[Article]:
'''
Explained: College Student Loan Interest

Many people focus on paying down credit card debt because of the outrageously higher interest rates and how it can ruin your credit. While I agree that this should be your first focus when paying off debt, some people stop there and concede to the fact that they will be paying off their student loans for ten or more years.

Whether you racked up $1,000 or $100,000 in student loans, the interest you will pay on them can be surprising the first time you look at it.

When I first calculated how much interest I would have to pay on my student loans if I just paid the minimum amounts on them for the full term I was shocked. In that moment I vowed to pay as little in interest on my loans as possible. As it turned out I ended up saving enough to pay them off in full while the interest was in forbearance during my time in graduate school. I only had the motivation to do this though when I saw that I would have to pay thousands of dollars of interest on them if I didn’t make it a priority. Let’s jump right into the scary part.
'''
[Dataset]:
'''
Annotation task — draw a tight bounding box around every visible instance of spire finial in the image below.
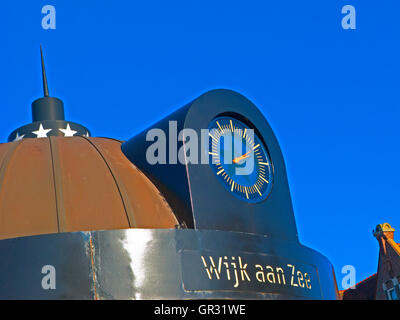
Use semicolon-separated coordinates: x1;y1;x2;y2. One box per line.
40;45;49;97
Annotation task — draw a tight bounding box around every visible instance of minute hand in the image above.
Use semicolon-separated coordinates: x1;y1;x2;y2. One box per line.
232;151;251;163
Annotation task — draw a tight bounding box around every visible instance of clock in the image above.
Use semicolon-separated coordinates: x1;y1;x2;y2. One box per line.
208;116;273;203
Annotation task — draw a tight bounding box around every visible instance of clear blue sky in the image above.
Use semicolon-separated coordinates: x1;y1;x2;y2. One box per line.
0;0;400;286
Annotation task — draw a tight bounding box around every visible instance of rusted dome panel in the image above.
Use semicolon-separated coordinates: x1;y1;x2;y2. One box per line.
0;139;58;239
89;138;178;228
0;137;178;239
50;137;130;232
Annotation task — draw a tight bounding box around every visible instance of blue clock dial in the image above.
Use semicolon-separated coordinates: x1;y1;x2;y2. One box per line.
208;117;273;203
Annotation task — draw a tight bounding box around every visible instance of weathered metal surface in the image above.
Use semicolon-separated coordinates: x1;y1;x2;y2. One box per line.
0;229;336;299
0;137;177;239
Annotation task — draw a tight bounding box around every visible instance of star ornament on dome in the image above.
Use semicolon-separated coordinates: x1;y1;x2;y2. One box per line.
58;123;78;137
32;124;52;138
13;132;25;141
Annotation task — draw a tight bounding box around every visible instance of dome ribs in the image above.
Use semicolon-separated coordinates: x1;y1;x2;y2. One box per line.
48;137;67;232
0;139;58;239
81;137;136;228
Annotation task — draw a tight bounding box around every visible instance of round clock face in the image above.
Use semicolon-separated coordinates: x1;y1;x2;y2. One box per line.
208;116;273;203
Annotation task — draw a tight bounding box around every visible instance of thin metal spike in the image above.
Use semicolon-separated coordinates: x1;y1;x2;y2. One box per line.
40;45;49;97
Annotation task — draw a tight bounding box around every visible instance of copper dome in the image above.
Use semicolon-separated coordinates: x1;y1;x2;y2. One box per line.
0;136;178;239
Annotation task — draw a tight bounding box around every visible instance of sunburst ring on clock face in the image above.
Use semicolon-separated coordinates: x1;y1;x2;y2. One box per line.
208;116;273;203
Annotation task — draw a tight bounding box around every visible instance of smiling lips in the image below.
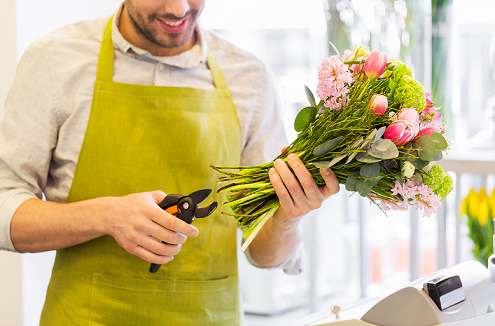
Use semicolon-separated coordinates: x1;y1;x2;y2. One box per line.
157;18;187;33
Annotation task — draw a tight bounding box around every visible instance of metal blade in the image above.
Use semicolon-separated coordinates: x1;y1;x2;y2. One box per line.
'''
[Jobs]:
a - Please retype the passage from the student loan interest article, starting with "Explained: College Student" and going on through "or more years.".
b - Continue the article on student loan interest from its final sentence.

[Task-by-task outputs]:
a -
Explained: College Student Loan Interest

Many people focus on paying down credit card debt because of the outrageously higher interest rates and how it can ruin your credit. While I agree that this should be your first focus when paying off debt, some people stop there and concede to the fact that they will be paying off their student loans for ten or more years.

b -
The Numbers

Let’s say you have $20,000 in student loans when you graduate college and the term on your loans is 10 years long. If you have a cumulative interest rate of 6.8% (the highest percent I had on the majority of my loans) you will end up paying $7,619.20 in interest. That means for borrowing $20,000 you will be paying the federal government or bank $27,619.20! That is seven and half grand that you could have put towards retirement, other debt, a down payment on a house or a wedding! When I first realized this I changed my game plan for paying off my loans.

Calculate Your Own Interest

Okay, here comes some begging and a demand on my part, but this is really important. Please, please, please! Take five minutes right now to figure out how much you will be paying on student loan interest if you don’t accelerate your payments at all. All you need to do this is your remaining loan balance and the interest rates of them.

Use some of the many calculators you can find online to determine how much you pay in interest over time. If you have multiple loans with different interest rates use this calculator to figure out your cumulative interest rate if you consolidated them. Once you figure out how much you can afford to put towards them each month, use this calculator to determine how fast you can get them paid off.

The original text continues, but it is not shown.